Entries from a collection
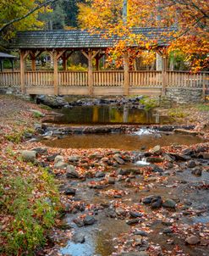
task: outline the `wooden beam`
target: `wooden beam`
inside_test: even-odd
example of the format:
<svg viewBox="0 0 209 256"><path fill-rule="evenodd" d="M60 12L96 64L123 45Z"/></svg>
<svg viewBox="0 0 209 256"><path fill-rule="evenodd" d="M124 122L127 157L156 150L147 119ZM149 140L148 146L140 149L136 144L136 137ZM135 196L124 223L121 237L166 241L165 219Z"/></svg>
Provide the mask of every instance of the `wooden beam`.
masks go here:
<svg viewBox="0 0 209 256"><path fill-rule="evenodd" d="M94 58L97 54L99 54L99 53L100 53L100 50L94 53L94 54L92 55L92 58Z"/></svg>
<svg viewBox="0 0 209 256"><path fill-rule="evenodd" d="M162 96L166 94L166 86L168 83L168 56L162 57Z"/></svg>
<svg viewBox="0 0 209 256"><path fill-rule="evenodd" d="M59 58L66 52L66 50L61 51L60 53L58 52L58 60L59 59Z"/></svg>
<svg viewBox="0 0 209 256"><path fill-rule="evenodd" d="M62 56L62 59L63 59L63 70L66 71L67 70L67 58L66 58L66 53L64 53Z"/></svg>
<svg viewBox="0 0 209 256"><path fill-rule="evenodd" d="M74 51L71 51L68 54L66 54L66 59L67 60L69 58L69 57L72 55L73 53L74 53Z"/></svg>
<svg viewBox="0 0 209 256"><path fill-rule="evenodd" d="M58 95L58 52L53 52L53 88L54 95Z"/></svg>
<svg viewBox="0 0 209 256"><path fill-rule="evenodd" d="M20 50L20 87L22 93L25 92L25 52Z"/></svg>
<svg viewBox="0 0 209 256"><path fill-rule="evenodd" d="M86 53L85 51L81 51L81 53L84 54L84 56L85 56L87 59L89 59L89 55L88 55L88 53Z"/></svg>
<svg viewBox="0 0 209 256"><path fill-rule="evenodd" d="M88 86L89 94L93 94L93 53L91 50L88 52Z"/></svg>
<svg viewBox="0 0 209 256"><path fill-rule="evenodd" d="M129 95L129 58L128 52L125 52L124 54L124 95Z"/></svg>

- [The request]: Please duplicate the listing above line for line, leaving the pictures out of your answer.

- [Written solution]:
task: outline the `wooden beam`
target: `wooden beam`
inside_test: even-odd
example of the format:
<svg viewBox="0 0 209 256"><path fill-rule="evenodd" d="M60 12L96 64L123 45Z"/></svg>
<svg viewBox="0 0 209 256"><path fill-rule="evenodd" d="M124 122L127 157L156 150L147 119ZM149 140L148 146L140 149L136 144L136 137ZM135 196L124 223L121 237L166 241L165 219Z"/></svg>
Provide the mask of every instance of the `wooden beam`.
masks go here:
<svg viewBox="0 0 209 256"><path fill-rule="evenodd" d="M94 58L97 54L99 54L99 53L100 53L100 50L94 53L94 54L92 55L92 58Z"/></svg>
<svg viewBox="0 0 209 256"><path fill-rule="evenodd" d="M162 96L166 94L166 86L168 83L168 56L162 57Z"/></svg>
<svg viewBox="0 0 209 256"><path fill-rule="evenodd" d="M59 58L66 52L66 50L61 51L60 53L58 52L58 60L59 59Z"/></svg>
<svg viewBox="0 0 209 256"><path fill-rule="evenodd" d="M62 56L62 59L63 59L63 70L66 71L67 70L67 58L66 58L66 53L64 53Z"/></svg>
<svg viewBox="0 0 209 256"><path fill-rule="evenodd" d="M74 51L71 51L68 54L66 54L66 59L67 60L69 58L69 57L72 55L73 53L74 53Z"/></svg>
<svg viewBox="0 0 209 256"><path fill-rule="evenodd" d="M58 95L58 52L53 52L53 88L54 95Z"/></svg>
<svg viewBox="0 0 209 256"><path fill-rule="evenodd" d="M20 50L20 87L22 93L25 92L25 52Z"/></svg>
<svg viewBox="0 0 209 256"><path fill-rule="evenodd" d="M86 53L85 51L81 51L81 53L84 54L84 56L85 56L87 59L89 59L89 55L88 55L88 53Z"/></svg>
<svg viewBox="0 0 209 256"><path fill-rule="evenodd" d="M88 86L89 94L93 94L93 53L91 50L88 52Z"/></svg>
<svg viewBox="0 0 209 256"><path fill-rule="evenodd" d="M129 95L129 58L128 52L125 52L124 54L124 95Z"/></svg>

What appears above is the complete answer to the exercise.